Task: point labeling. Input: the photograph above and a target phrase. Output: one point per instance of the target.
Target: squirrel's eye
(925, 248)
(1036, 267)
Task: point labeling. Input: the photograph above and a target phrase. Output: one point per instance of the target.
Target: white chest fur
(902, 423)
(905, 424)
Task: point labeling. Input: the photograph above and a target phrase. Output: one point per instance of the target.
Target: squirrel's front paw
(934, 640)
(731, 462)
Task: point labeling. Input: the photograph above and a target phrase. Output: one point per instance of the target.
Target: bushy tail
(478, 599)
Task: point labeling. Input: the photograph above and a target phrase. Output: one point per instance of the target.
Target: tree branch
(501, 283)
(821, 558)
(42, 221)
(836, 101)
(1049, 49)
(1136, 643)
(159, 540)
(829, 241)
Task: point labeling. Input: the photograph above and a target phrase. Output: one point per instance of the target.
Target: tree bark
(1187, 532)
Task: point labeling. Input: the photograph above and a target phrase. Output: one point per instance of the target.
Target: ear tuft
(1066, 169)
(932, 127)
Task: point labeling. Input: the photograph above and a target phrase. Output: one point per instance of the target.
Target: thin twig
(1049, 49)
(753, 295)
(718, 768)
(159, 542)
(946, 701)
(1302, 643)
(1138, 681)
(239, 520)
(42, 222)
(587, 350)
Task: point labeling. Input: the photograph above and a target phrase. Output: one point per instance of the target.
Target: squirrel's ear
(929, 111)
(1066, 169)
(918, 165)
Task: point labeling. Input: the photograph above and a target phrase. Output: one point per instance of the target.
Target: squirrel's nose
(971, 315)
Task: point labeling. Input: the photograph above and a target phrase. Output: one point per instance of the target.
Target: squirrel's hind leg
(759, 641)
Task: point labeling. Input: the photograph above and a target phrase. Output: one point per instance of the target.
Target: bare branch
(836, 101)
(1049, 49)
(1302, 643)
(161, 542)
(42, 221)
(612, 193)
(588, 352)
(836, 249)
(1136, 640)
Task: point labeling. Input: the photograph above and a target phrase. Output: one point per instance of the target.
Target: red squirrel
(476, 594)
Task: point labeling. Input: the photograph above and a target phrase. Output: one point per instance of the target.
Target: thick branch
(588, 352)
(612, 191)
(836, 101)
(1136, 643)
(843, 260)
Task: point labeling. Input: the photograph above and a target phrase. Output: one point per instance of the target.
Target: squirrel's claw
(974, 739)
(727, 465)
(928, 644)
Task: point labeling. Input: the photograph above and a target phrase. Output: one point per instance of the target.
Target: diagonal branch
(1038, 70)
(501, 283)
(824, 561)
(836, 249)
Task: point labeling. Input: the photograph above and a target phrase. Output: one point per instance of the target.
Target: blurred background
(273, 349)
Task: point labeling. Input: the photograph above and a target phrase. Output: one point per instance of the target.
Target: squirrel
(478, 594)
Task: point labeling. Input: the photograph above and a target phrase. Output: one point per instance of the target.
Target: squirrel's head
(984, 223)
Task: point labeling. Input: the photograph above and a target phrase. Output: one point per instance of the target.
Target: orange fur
----------------------------------------
- **WHAT IS EXPECTED**: Reproduce all of the data above verbatim, from the first line through the last.

- **WRITTEN RESPONSE**:
Task: point labeling. Input: the photograph above and a target phrase. Output: one point per instance of the target.
Target: squirrel's eye
(925, 248)
(1036, 267)
Task: point labeling. Input: the photograph above and a target phrase. Output: one point per instance of the target.
Target: white chest fur
(902, 423)
(905, 424)
Task: point labeling. Input: the photograph above and a target phrase. Output: one point per instance of the target.
Target: squirrel's front paw
(934, 640)
(731, 462)
Task: point labeling. Input: the photograph above and a target phrase. Output: one point per instance of the target.
Target: bushy tail
(478, 599)
Task: point labeling. Input: the photograph above and a target phrase. Output: one point per instance of the target.
Target: tree branch
(501, 283)
(821, 558)
(42, 221)
(836, 101)
(1049, 49)
(1136, 643)
(159, 540)
(829, 241)
Task: point labeling. Input: the photograph above and a target phrase. Output: one point per instance of the target.
Target: tree bark
(1187, 532)
Task: point labeling. Input: the photograph above and a target phrase. Output: one point per instance of the target.
Target: ear tuft
(1066, 169)
(932, 127)
Task: point labeling. Input: the photograph above and a target phrase. Output: one point per instance of the target.
Target: thin twig
(1049, 49)
(753, 295)
(718, 768)
(159, 542)
(946, 701)
(1302, 643)
(1138, 681)
(239, 520)
(42, 222)
(587, 350)
Task: point labeling. Input: the photograph above and a target phrase. Output: one point per instance of the target.
Target: squirrel's ear
(929, 111)
(1066, 169)
(918, 165)
Task: point labeling. Input: the photograph above and a target phrase. Output: one point per instance of the target.
Target: squirrel's nose
(971, 315)
Task: point labeling. Input: the photograph above and a target phrase. Output: one point per instance of the target.
Target: squirrel's hind leg
(759, 641)
Task: point labeling. Input: the photograph above and a target phrase. Output: one point per instance of the target.
Target: bare branch
(836, 101)
(1049, 49)
(1302, 643)
(161, 542)
(42, 221)
(612, 193)
(588, 352)
(836, 249)
(1136, 640)
Task: point labeling. Input: the photograph above and a target phrase. Output: one point per instance of the target.
Target: red squirrel
(476, 594)
Task: point labeling. Input: the photograph above and a target phrase. Output: one point per instance of the target.
Target: thick branch
(588, 352)
(612, 191)
(836, 101)
(1136, 643)
(843, 260)
Task: point labeling. Input: the photograph above and a target phrase. Output: one point per instance of the target.
Target: squirrel's claw
(974, 739)
(727, 465)
(928, 644)
Task: point labeling. Input: the photograph above and a target phrase. Output: one point per instance of the target.
Target: diagonal branch
(1038, 70)
(501, 283)
(824, 561)
(836, 249)
Task: point labeling. Input: the photograph above and a target phrase. Output: one point per instance of the target.
Target: blurred background
(273, 349)
Task: point labeling. Input: the photograph above and a target phrase. Output: one point per instance of the target.
Target: squirrel
(478, 594)
Task: point labeling. Input: the photograph above and a target phrase. Output: one point per instance of the target.
Target: squirrel's head
(984, 223)
Task: point labeling. Input: the photograph above and a target phrase. Output: one point per instance of the target.
Target: orange fur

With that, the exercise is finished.